Referring expression pointing data:

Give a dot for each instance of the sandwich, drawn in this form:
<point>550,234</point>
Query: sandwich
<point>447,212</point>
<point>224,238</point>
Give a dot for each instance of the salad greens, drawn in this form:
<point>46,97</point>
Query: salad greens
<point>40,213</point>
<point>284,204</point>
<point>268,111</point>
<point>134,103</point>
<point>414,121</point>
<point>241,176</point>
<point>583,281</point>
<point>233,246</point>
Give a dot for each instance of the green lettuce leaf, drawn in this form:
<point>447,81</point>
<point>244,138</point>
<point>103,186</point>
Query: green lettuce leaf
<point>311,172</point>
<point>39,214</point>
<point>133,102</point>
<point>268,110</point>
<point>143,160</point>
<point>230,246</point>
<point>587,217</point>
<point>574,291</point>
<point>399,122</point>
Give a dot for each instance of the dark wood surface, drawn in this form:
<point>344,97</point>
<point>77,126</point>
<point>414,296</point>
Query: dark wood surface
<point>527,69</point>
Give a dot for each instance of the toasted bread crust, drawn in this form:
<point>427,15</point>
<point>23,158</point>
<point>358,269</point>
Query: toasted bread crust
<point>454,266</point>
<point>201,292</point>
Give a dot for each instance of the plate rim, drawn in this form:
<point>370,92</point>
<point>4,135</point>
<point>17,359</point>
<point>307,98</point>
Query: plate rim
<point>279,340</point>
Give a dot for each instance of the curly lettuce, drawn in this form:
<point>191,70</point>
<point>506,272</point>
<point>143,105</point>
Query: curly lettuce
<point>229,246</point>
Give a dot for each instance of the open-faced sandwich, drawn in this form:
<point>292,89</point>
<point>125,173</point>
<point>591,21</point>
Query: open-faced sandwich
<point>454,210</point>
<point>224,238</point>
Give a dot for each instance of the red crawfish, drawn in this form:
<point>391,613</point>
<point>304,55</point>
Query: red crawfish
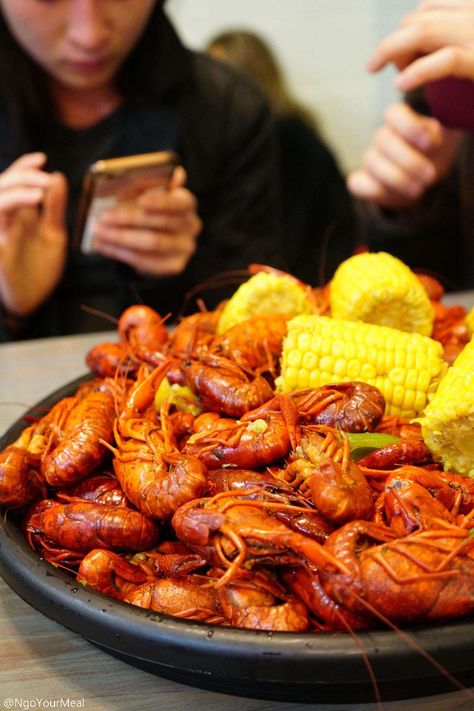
<point>255,440</point>
<point>110,573</point>
<point>61,528</point>
<point>155,476</point>
<point>254,344</point>
<point>21,481</point>
<point>256,601</point>
<point>80,447</point>
<point>223,386</point>
<point>427,575</point>
<point>242,532</point>
<point>321,466</point>
<point>190,598</point>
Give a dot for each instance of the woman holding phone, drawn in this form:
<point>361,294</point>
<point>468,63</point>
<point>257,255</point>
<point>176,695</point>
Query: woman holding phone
<point>84,80</point>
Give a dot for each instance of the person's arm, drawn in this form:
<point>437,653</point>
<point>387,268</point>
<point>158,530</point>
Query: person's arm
<point>32,235</point>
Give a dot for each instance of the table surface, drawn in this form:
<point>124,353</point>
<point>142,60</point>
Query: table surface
<point>42,664</point>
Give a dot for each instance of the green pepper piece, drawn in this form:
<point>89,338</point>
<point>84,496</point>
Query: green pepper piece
<point>363,443</point>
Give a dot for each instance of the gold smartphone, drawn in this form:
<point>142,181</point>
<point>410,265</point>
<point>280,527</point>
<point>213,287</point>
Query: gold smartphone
<point>117,181</point>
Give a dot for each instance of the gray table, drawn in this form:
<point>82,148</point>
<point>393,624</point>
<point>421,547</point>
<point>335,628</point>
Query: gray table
<point>39,659</point>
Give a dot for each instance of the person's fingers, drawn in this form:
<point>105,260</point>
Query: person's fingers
<point>55,199</point>
<point>389,174</point>
<point>446,62</point>
<point>423,132</point>
<point>20,196</point>
<point>365,187</point>
<point>177,200</point>
<point>135,216</point>
<point>29,160</point>
<point>26,176</point>
<point>420,35</point>
<point>400,47</point>
<point>394,148</point>
<point>145,252</point>
<point>179,178</point>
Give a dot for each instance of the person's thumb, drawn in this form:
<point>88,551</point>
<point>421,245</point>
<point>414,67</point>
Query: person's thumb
<point>55,199</point>
<point>179,178</point>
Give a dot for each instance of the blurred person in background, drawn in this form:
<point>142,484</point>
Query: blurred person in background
<point>83,80</point>
<point>416,181</point>
<point>318,219</point>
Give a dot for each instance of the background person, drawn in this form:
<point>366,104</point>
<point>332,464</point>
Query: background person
<point>317,212</point>
<point>416,180</point>
<point>83,80</point>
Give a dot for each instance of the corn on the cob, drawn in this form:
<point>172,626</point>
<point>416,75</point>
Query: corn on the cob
<point>379,288</point>
<point>266,293</point>
<point>470,321</point>
<point>448,422</point>
<point>405,367</point>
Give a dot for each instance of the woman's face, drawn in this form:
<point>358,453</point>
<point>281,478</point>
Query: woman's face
<point>80,44</point>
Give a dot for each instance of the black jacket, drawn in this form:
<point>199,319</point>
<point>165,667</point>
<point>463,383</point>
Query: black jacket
<point>319,223</point>
<point>221,127</point>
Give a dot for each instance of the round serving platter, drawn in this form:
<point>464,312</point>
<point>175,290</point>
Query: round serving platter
<point>318,668</point>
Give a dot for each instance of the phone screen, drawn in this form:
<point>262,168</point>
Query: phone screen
<point>119,181</point>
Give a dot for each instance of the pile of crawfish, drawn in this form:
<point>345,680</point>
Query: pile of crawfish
<point>249,512</point>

Problem to solve: Please output only the lines from the one holding "<point>262,168</point>" to the end of the records, first and last included, exactly as they appear.

Result for this exercise:
<point>262,168</point>
Query: phone screen
<point>119,181</point>
Give a dot for each instance of the pile of crawfish, drawn in this form:
<point>345,680</point>
Query: pile of crawfish
<point>249,512</point>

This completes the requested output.